[Position identification records]
####

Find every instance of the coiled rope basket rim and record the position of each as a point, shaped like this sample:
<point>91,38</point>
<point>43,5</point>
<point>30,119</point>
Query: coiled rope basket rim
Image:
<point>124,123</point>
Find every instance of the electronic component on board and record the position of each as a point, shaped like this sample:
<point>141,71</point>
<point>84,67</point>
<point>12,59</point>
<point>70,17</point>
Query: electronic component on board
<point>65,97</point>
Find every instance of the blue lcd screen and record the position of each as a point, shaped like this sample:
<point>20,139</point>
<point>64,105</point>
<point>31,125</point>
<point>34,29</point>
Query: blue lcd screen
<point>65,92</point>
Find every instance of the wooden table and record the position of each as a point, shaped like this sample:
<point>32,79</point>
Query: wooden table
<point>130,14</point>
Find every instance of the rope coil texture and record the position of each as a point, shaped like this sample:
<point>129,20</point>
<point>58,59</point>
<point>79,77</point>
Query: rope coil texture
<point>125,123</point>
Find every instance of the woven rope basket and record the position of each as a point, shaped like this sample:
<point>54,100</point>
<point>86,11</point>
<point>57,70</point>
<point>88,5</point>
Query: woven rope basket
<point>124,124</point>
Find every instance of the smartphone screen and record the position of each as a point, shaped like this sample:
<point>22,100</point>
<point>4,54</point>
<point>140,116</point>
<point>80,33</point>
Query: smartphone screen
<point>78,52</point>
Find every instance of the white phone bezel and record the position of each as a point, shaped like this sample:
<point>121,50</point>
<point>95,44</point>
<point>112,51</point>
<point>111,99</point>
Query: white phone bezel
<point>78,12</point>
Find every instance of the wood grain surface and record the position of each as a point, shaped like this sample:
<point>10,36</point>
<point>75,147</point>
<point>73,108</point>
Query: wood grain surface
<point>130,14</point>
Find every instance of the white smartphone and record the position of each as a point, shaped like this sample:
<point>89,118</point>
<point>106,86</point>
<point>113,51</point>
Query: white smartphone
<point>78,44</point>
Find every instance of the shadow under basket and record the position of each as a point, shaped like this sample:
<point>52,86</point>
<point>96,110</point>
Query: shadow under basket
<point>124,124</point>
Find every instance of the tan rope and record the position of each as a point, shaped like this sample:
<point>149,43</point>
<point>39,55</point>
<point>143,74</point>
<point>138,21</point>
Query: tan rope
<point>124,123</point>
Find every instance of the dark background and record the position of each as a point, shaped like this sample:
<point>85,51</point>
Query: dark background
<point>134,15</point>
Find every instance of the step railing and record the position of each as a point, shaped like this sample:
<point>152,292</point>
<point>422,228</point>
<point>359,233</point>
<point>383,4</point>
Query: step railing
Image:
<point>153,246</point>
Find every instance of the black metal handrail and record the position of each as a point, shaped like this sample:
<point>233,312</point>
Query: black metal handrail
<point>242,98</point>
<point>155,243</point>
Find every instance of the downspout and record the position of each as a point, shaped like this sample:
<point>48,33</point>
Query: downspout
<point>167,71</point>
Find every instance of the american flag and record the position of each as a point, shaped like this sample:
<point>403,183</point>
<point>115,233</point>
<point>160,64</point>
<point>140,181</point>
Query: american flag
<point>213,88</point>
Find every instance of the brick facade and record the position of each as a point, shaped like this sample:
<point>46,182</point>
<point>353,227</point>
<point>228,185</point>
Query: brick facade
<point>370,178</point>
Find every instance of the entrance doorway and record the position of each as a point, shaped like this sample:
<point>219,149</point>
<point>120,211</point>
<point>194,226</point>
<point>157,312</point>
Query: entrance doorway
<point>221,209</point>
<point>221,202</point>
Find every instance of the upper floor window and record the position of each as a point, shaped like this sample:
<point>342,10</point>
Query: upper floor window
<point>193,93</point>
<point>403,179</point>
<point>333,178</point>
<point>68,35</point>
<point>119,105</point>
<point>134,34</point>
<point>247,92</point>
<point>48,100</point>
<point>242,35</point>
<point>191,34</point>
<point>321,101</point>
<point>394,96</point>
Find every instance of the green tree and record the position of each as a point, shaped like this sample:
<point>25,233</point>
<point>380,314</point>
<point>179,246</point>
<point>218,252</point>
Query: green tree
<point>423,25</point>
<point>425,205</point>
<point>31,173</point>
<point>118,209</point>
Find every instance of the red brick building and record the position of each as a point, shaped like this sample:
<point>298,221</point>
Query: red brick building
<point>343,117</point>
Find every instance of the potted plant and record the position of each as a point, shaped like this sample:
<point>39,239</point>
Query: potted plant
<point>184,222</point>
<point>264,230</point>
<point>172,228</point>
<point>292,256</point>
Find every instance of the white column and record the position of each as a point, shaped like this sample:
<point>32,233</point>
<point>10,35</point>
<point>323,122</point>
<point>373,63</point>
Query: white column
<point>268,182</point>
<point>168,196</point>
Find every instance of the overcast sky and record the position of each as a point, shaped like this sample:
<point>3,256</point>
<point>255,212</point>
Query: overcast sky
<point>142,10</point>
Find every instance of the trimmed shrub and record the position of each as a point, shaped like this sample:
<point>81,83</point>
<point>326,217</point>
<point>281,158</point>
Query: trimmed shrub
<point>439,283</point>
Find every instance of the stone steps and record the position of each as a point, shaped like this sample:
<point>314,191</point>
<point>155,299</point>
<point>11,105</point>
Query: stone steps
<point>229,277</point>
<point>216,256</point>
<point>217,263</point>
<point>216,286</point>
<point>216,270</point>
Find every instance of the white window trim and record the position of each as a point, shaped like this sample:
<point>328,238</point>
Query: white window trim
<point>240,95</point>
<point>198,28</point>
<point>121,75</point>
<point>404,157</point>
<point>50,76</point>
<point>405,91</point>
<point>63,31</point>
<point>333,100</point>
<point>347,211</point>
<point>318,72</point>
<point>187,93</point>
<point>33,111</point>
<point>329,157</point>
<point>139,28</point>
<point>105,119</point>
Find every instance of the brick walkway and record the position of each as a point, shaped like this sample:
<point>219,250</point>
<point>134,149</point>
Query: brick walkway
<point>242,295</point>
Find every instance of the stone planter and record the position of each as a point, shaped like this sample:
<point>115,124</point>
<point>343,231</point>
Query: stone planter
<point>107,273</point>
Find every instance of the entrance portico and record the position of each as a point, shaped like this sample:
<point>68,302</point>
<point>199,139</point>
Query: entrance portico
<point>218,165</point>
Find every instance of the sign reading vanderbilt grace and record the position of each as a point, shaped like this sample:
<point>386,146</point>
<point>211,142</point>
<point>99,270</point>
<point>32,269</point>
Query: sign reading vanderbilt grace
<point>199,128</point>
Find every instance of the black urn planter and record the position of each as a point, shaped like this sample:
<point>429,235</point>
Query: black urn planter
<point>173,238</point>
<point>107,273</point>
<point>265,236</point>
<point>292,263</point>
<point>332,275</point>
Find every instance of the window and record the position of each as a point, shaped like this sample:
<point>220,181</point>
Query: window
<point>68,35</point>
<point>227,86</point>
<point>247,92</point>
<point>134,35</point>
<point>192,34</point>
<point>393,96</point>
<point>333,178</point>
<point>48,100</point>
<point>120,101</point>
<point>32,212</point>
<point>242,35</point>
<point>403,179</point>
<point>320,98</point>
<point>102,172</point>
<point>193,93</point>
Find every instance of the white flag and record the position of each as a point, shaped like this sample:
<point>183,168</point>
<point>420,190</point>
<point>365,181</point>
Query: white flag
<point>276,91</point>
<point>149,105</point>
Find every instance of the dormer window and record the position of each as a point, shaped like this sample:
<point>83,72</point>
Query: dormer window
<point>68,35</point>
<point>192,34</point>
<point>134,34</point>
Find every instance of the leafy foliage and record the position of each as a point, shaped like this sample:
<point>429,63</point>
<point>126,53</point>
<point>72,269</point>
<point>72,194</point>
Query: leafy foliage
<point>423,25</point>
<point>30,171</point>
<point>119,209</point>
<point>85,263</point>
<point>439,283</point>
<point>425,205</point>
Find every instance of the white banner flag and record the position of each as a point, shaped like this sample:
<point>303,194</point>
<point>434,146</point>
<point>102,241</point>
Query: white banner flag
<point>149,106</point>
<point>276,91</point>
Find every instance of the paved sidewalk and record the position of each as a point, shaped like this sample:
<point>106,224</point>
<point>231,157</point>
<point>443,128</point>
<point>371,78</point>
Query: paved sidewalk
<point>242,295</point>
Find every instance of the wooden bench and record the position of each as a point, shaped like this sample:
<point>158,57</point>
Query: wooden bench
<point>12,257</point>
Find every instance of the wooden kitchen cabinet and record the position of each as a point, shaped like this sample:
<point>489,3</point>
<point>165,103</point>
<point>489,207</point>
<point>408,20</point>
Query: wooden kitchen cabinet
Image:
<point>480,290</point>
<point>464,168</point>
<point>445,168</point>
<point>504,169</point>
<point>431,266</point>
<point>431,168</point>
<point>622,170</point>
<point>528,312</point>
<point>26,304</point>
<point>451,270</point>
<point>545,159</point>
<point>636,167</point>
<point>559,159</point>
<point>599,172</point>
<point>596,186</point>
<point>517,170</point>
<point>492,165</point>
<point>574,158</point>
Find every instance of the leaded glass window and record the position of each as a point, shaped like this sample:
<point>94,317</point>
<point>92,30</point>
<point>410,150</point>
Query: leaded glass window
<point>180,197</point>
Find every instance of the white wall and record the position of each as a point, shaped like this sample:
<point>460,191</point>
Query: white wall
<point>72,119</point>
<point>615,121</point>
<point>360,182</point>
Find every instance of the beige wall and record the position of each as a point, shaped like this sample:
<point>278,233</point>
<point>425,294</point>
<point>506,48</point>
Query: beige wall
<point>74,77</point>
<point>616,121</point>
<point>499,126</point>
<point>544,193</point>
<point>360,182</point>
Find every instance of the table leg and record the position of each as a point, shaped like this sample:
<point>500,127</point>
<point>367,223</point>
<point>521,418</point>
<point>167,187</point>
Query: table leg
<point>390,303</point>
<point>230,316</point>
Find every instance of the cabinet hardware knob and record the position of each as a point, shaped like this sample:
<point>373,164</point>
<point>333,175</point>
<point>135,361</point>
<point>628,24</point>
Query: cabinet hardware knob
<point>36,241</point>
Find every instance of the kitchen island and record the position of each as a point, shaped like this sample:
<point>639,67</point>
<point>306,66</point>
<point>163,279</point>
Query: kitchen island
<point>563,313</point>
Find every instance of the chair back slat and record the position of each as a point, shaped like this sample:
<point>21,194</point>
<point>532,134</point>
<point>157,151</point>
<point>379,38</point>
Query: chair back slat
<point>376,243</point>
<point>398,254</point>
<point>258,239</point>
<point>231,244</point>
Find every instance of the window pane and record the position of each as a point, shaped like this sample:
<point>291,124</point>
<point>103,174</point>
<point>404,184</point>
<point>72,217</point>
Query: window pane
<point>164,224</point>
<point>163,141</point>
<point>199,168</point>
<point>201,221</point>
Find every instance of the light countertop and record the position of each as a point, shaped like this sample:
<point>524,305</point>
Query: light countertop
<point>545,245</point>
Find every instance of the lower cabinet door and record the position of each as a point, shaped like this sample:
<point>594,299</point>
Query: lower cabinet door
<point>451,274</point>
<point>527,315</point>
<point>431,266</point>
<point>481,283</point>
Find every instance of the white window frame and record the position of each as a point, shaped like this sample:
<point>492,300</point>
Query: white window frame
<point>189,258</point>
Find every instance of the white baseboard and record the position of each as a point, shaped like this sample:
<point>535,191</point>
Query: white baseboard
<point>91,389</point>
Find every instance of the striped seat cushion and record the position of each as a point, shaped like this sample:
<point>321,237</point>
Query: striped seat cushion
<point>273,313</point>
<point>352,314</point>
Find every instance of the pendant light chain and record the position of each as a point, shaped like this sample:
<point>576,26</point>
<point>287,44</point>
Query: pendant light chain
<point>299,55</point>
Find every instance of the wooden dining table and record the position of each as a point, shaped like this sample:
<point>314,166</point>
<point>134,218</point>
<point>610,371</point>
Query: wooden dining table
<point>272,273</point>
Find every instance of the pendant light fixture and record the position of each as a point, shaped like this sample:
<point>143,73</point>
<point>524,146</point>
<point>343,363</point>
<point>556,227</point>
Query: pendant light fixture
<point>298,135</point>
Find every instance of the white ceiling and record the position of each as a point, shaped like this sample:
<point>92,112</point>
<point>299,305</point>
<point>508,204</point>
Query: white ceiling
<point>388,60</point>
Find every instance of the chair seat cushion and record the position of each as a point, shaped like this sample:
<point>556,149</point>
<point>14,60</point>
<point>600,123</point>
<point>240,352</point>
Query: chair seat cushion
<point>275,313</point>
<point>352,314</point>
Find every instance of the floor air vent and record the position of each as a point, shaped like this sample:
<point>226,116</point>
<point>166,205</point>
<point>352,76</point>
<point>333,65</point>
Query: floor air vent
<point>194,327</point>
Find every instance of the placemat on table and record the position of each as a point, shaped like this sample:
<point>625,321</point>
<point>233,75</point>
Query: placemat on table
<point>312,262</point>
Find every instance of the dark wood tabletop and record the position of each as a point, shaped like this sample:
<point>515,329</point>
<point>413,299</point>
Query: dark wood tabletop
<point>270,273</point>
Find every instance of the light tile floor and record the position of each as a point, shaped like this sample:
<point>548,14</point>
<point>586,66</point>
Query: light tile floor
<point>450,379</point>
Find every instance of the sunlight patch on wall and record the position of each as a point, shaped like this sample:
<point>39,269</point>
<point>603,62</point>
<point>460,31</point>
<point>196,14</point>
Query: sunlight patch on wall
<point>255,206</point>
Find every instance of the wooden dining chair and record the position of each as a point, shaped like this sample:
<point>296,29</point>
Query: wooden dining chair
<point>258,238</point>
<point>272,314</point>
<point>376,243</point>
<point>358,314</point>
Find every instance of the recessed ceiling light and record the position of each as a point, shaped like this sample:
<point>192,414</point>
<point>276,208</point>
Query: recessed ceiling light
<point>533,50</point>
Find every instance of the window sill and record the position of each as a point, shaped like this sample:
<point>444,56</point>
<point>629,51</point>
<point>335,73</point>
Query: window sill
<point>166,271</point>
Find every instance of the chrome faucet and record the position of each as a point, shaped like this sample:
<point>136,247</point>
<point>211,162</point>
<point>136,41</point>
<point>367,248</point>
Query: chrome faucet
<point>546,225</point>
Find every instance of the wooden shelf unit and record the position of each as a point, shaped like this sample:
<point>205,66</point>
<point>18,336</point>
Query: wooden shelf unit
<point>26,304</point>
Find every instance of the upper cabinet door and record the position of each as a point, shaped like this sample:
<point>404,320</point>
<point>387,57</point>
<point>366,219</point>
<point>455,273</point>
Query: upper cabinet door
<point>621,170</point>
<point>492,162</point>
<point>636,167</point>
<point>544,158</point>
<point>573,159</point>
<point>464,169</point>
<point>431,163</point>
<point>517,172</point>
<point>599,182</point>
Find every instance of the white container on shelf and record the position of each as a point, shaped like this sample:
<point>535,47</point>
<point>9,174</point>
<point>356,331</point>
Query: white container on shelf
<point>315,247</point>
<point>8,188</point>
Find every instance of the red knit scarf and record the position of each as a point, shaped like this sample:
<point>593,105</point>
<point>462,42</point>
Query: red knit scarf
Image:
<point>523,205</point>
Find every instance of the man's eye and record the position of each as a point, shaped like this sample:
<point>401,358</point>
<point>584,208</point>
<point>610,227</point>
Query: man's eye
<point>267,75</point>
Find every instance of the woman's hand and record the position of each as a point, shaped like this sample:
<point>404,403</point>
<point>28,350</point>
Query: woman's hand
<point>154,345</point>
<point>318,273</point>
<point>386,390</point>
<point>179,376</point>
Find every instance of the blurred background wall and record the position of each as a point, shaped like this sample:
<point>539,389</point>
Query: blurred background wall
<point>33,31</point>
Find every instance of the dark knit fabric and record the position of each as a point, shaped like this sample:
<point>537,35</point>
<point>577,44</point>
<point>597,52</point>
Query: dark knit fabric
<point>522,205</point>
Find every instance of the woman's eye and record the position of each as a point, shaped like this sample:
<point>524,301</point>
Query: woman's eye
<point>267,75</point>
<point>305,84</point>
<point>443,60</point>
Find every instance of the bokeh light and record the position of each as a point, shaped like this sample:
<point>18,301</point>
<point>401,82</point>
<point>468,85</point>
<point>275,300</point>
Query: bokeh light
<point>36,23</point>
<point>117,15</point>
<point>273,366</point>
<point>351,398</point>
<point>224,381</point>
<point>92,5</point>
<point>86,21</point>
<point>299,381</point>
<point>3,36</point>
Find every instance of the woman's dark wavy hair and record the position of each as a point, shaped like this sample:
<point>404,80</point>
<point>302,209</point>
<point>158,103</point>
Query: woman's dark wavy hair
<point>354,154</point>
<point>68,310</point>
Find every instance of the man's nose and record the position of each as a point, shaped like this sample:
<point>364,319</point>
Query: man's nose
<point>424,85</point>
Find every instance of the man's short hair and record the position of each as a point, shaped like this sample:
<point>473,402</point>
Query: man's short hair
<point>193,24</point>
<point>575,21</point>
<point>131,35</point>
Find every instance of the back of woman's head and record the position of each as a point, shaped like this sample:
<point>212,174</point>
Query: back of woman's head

####

WHAT YOU SHOULD DO: Render the lines as a numbered list, from the line with "Find every instance of the red brick" up to and including the line with "<point>216,270</point>", leaving out any blank lines.

EXERCISE RESPONSE:
1. Find every instance of the red brick building and record the position of each as a point, shaped like this sample:
2. <point>298,221</point>
3. Query: red brick building
4. <point>343,117</point>
5. Find every instance of the potted plant and record the position of each as a point, shaped like this sample:
6. <point>39,239</point>
7. Query: potted plant
8. <point>184,222</point>
9. <point>264,230</point>
10. <point>172,228</point>
11. <point>292,256</point>
12. Find every instance of the white column and record the position of each as a point, shaped like this sample:
13. <point>32,233</point>
14. <point>10,35</point>
15. <point>323,122</point>
16. <point>373,63</point>
17. Query: white column
18. <point>268,182</point>
19. <point>168,196</point>
20. Find every instance of the overcast sky and record the position of each as a point, shaped like this sample:
21. <point>3,256</point>
22. <point>255,212</point>
23. Query: overcast sky
24. <point>142,10</point>
25. Find every instance of the trimmed shrub and record the position of each as a point, shaped like this sample:
26. <point>81,83</point>
27. <point>326,217</point>
28. <point>281,158</point>
29. Query: trimmed shrub
30. <point>439,283</point>
31. Find every instance of the stone steps and record the position of each as a point, shaped like this sample:
32. <point>314,191</point>
33. <point>155,299</point>
34. <point>11,105</point>
35. Query: stone steps
36. <point>229,277</point>
37. <point>216,256</point>
38. <point>217,263</point>
39. <point>216,286</point>
40. <point>216,270</point>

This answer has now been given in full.